Extract each line below that contains the string "trace", copying it in full.

>> Start MATERIAL PROVIDED

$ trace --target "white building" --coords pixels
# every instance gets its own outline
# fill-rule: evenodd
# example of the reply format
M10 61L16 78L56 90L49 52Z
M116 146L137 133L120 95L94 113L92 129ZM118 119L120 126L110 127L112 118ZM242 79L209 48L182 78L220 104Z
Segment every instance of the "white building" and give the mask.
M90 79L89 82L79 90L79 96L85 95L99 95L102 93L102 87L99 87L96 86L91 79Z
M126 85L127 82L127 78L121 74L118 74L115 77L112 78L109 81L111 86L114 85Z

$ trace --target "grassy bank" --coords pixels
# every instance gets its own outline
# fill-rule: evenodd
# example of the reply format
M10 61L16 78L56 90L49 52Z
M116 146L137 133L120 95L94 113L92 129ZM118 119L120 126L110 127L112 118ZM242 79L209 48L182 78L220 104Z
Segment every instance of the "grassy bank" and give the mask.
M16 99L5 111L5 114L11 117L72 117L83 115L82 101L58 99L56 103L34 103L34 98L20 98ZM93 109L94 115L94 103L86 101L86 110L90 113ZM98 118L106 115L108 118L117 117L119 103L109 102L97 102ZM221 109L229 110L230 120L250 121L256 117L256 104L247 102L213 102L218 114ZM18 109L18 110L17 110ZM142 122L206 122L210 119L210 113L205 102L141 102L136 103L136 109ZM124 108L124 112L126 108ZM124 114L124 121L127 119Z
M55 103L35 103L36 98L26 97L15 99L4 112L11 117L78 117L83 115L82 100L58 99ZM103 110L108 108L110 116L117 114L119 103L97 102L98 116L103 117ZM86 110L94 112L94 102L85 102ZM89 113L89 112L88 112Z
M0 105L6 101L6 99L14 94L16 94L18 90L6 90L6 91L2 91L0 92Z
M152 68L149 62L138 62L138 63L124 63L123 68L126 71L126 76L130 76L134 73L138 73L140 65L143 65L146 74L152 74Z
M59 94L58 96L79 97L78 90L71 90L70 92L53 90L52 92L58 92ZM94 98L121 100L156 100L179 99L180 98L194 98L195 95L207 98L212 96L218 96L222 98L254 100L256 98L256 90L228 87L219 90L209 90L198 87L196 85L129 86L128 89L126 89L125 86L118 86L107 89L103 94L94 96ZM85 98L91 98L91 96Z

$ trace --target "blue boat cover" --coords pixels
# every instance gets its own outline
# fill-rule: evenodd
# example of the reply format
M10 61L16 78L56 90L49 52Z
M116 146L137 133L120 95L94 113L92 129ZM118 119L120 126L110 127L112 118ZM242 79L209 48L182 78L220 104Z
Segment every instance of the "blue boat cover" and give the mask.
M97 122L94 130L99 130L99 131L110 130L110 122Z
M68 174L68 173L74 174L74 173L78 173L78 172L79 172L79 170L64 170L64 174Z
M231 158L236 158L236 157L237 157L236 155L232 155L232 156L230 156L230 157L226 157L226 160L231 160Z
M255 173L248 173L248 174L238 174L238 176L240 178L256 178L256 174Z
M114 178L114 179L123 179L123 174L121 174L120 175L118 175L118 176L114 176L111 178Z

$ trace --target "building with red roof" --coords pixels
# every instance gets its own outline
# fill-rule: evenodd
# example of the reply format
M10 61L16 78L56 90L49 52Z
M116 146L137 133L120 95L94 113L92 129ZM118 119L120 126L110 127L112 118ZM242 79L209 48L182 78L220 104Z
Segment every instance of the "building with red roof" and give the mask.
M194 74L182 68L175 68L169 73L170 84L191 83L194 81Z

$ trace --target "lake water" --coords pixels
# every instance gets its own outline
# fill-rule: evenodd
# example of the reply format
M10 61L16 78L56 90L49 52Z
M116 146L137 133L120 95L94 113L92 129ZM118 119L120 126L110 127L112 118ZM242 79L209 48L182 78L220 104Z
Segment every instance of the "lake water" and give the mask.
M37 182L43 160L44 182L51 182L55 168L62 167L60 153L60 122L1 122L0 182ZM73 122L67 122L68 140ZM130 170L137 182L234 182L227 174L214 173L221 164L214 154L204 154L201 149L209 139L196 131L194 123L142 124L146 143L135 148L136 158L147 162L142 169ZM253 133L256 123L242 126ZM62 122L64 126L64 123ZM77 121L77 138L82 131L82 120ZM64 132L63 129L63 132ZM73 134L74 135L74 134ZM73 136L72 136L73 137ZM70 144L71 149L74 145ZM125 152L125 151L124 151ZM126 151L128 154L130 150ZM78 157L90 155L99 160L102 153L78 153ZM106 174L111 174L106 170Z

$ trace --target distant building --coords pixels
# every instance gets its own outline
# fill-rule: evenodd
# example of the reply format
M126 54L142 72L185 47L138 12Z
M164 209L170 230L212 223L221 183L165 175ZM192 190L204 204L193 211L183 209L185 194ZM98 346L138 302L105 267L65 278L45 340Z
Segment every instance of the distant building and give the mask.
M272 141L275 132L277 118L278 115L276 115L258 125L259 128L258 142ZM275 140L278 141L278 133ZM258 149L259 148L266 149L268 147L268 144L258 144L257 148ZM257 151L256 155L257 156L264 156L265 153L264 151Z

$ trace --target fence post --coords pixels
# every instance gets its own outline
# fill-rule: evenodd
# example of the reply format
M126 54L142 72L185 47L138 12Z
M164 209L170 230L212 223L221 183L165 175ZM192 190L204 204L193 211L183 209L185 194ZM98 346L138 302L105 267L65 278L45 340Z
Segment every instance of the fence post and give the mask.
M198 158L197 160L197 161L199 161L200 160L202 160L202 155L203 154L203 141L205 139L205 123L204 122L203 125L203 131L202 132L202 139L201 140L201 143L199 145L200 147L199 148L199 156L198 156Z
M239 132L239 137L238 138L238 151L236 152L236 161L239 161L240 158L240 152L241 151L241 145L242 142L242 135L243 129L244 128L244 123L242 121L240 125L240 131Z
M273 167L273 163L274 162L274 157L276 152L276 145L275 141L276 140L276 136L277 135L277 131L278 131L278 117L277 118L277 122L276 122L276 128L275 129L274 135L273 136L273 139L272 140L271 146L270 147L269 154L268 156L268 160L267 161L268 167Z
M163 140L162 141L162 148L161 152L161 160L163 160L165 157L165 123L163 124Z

>> End MATERIAL PROVIDED

WRITTEN RESPONSE:
$ trace --target "white building" --coords pixels
$ trace --target "grassy bank" --coords pixels
$ trace --target "blue boat cover" --coords pixels
$ trace --target "building with red roof" --coords pixels
$ trace --target "lake water" --coords pixels
$ trace --target distant building --coords pixels
$ trace --target fence post --coords pixels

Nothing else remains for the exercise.